→ AIM OF THE EXERCISE
Quote the line containing "tail, dropping a point on every instance." and all lines that follow it in the listing below, exactly as written.

→ PROVIDED RECORDS

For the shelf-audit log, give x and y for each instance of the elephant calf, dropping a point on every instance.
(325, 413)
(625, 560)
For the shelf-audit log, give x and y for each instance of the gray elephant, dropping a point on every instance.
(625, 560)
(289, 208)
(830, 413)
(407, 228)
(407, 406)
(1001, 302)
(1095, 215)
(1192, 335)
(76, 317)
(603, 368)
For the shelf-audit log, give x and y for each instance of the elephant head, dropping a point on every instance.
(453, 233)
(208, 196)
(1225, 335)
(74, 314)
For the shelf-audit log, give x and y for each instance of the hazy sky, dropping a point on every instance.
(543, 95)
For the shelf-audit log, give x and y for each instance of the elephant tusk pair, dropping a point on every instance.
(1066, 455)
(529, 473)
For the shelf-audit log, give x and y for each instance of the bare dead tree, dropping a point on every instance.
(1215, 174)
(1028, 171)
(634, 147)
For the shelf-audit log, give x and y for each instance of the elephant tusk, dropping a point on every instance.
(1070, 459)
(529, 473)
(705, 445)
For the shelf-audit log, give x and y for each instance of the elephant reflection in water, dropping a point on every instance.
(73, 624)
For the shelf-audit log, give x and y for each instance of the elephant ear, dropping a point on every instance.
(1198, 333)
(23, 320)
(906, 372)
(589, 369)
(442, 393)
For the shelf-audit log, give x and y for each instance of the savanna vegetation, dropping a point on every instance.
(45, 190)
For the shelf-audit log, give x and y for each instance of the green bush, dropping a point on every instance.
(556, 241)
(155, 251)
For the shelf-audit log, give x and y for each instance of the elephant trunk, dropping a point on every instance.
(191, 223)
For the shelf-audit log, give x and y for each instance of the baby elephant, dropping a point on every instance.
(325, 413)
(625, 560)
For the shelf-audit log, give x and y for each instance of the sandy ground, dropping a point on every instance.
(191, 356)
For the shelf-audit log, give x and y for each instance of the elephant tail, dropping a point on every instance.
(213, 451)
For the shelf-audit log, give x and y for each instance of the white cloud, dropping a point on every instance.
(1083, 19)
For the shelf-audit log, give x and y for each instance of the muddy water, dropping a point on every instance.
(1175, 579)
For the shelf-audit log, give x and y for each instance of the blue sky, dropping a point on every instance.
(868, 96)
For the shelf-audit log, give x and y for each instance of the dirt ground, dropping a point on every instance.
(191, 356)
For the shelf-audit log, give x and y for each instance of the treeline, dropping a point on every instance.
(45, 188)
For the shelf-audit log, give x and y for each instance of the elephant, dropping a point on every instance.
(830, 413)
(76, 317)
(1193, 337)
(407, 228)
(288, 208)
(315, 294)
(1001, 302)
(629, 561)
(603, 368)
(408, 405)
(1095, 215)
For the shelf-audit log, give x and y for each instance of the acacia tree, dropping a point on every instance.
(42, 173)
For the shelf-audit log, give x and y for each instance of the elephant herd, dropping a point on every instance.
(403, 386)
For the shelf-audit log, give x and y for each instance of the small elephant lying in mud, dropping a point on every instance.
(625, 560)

→ RESULT OF THIS TASK
For the shelf-audit log, give x and y for each instance of the elephant tail, dropping a point on every instance.
(213, 451)
For the shelf-audit log, give x and y for each instance of the white cloud, dropping a point on every instance.
(1083, 19)
For the shelf-audit log, give x and y for each instance of the muddy water, dropping a point on every instance.
(1175, 579)
For the shelf-audit log, give x and y for each instance of the blue sky, dropping a point on every instance.
(868, 96)
For the shelf-audit log, give x and y for each instance of the dirt ground, dropping a point on every instance.
(191, 356)
For the shelf-audit log, give x and y for each instance of the treeline, dropping a point on every instance.
(45, 188)
For the shelf-audit log, give x and y for each instance of the elephant, dropping a point on every instance.
(830, 413)
(76, 317)
(1193, 337)
(407, 228)
(288, 208)
(315, 294)
(1001, 302)
(629, 561)
(603, 368)
(408, 405)
(1095, 215)
For the shelf-audit log, give x and y for each instance of the acacia tree, dropping a point on every instance.
(42, 173)
For the shelf-audit log, give x and y for each instance of the elephant herd, dropping a point on every instance.
(403, 386)
For the shelf-audit log, give x and y for each instance of the small elephant lying in mud, dropping a point on every instance.
(625, 560)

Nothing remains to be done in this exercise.